- _RECORDS TO PROCESS_
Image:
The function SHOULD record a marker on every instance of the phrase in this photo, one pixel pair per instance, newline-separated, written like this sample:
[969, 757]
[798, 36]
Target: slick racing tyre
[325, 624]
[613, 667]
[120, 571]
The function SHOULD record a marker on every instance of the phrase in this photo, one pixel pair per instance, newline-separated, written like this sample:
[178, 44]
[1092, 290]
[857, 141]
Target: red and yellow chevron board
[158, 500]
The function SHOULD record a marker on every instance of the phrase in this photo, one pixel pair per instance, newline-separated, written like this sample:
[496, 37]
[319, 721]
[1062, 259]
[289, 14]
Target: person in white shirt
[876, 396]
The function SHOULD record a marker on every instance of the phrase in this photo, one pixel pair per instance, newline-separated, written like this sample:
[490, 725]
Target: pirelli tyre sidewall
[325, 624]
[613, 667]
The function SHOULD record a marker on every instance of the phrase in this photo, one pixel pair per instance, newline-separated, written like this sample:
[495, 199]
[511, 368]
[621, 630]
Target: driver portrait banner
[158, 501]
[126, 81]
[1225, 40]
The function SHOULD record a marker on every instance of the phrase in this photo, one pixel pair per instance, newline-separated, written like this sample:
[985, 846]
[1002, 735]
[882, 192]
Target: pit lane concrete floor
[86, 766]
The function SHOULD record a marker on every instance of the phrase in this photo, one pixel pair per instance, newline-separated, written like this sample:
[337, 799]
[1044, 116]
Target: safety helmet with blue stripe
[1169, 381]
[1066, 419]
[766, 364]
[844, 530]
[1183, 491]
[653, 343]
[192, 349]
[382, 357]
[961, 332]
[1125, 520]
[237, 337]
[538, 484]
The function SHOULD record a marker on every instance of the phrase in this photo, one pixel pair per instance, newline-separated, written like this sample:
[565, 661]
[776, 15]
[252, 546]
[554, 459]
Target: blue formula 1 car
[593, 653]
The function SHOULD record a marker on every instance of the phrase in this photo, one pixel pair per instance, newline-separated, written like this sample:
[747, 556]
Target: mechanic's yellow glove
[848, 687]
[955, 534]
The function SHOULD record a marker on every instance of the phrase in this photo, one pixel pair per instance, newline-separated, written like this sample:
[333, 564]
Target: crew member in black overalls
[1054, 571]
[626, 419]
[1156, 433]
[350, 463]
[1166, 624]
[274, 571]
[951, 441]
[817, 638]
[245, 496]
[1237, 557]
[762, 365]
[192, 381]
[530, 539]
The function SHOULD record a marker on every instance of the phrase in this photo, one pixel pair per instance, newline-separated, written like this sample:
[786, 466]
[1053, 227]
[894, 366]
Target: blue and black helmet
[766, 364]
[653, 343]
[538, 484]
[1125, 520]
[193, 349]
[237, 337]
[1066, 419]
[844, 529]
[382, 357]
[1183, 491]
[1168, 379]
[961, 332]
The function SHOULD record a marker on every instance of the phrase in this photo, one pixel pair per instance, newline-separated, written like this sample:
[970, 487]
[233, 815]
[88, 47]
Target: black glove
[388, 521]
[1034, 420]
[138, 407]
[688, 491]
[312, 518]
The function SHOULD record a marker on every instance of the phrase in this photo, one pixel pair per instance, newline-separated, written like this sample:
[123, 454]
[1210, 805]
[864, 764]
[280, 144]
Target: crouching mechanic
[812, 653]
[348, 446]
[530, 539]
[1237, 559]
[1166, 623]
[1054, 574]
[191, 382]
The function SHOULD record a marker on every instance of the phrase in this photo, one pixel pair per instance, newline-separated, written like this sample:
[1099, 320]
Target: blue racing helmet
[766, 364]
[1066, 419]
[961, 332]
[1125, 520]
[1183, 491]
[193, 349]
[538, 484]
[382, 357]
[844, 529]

- _WORK TO COMPLETE_
The records above should be repeated in full, exactly as given.

- _EXERCISE RESULT_
Image:
The function SHOULD record a marker on every instance of the phrase in this photo, one pixel pair per instance, newline-separated, written like this sample:
[969, 757]
[798, 36]
Target: slick racing tyre
[325, 624]
[613, 667]
[120, 571]
The function SHOULD record a marker on every instance of the phrase in this photo, one pixel pair per instance, newline-separated, written like this sample:
[178, 44]
[1092, 290]
[857, 141]
Target: red and yellow chevron board
[158, 500]
The function SHOULD record a marker on every instance of the phrase in this photo, one pixel pair per instance, newline-separated, written like this sample:
[496, 37]
[319, 721]
[1062, 259]
[289, 14]
Target: person in white shirt
[876, 396]
The function SHOULD record a marker on every instance of the phrase in this photo, one pixel pair per instance, newline-separated, written like this sample:
[490, 725]
Target: pirelli tyre sidewall
[325, 624]
[613, 667]
The function SHOULD record a marker on every instance of the phrase in this photo, one pixel pair per instance, newline-separated, written like this sample:
[495, 199]
[511, 368]
[621, 630]
Target: driver portrait banner
[158, 501]
[126, 81]
[1225, 40]
The function SHOULD record a marker on every instance of the phrase in this photo, one pixel pair per instance, newline-separated, written like this sample:
[985, 846]
[1002, 735]
[882, 192]
Target: pit lane concrete floor
[86, 766]
The function SHOULD record a marker on every instance of the phrase in this photo, one pixel pair per instance, newline-separated, written like this sample:
[337, 799]
[1044, 116]
Target: safety helmet with blue stripe
[1169, 381]
[1066, 419]
[766, 364]
[844, 530]
[1183, 491]
[653, 343]
[192, 349]
[382, 357]
[961, 332]
[1125, 520]
[237, 337]
[538, 484]
The function SHOULD record a marker on every instance of the phrase in this photo, one pixel pair per instance, newline-separated, written like this sample:
[565, 661]
[776, 15]
[252, 546]
[554, 459]
Target: blue formula 1 car
[593, 653]
The function SHOULD record a marker on every instance of the phrase in this photo, one pixel pair per instance, newline-separated, written like this sample:
[747, 556]
Target: mechanic's yellow glove
[848, 687]
[955, 534]
The function SHOULD record a marker on every instance of the phrase in this photo, one pixel pair per instance, newline-separated, written like this sample:
[333, 564]
Target: crew member in black overalls
[1054, 571]
[626, 419]
[1156, 433]
[350, 463]
[1166, 624]
[274, 571]
[951, 441]
[817, 638]
[245, 496]
[1237, 557]
[762, 365]
[192, 381]
[530, 539]
The function SHOULD record a marker on every instance of the phrase in this photo, one pixel pair per instance, newline-separated, written like this sample:
[786, 466]
[1053, 227]
[894, 366]
Target: blue and black helmet
[766, 364]
[653, 343]
[538, 484]
[1125, 520]
[193, 349]
[237, 337]
[1066, 419]
[844, 529]
[382, 357]
[1183, 491]
[1168, 379]
[961, 332]
The function SHOULD record a marker on every instance of the phrase in this photo, one pixel pair per instance, newline-separated, written like this sample:
[970, 487]
[233, 815]
[88, 47]
Target: black glove
[388, 521]
[1034, 420]
[138, 407]
[688, 491]
[312, 518]
The function SHOULD record a marker on every instance of the phrase in this photo, one pixel pair per instance, newline-separated, written like this sample:
[123, 454]
[1210, 805]
[864, 764]
[280, 144]
Target: crouching mechanic
[812, 653]
[348, 446]
[530, 539]
[1237, 559]
[1166, 623]
[1054, 574]
[191, 382]
The function SHOULD record a marker on every instance of the phrase in this photo, one pixel pair per instance, newline-separated, written like this sample:
[1099, 320]
Target: blue racing helmet
[766, 364]
[1066, 419]
[961, 332]
[1125, 520]
[1183, 491]
[193, 349]
[538, 484]
[382, 357]
[844, 529]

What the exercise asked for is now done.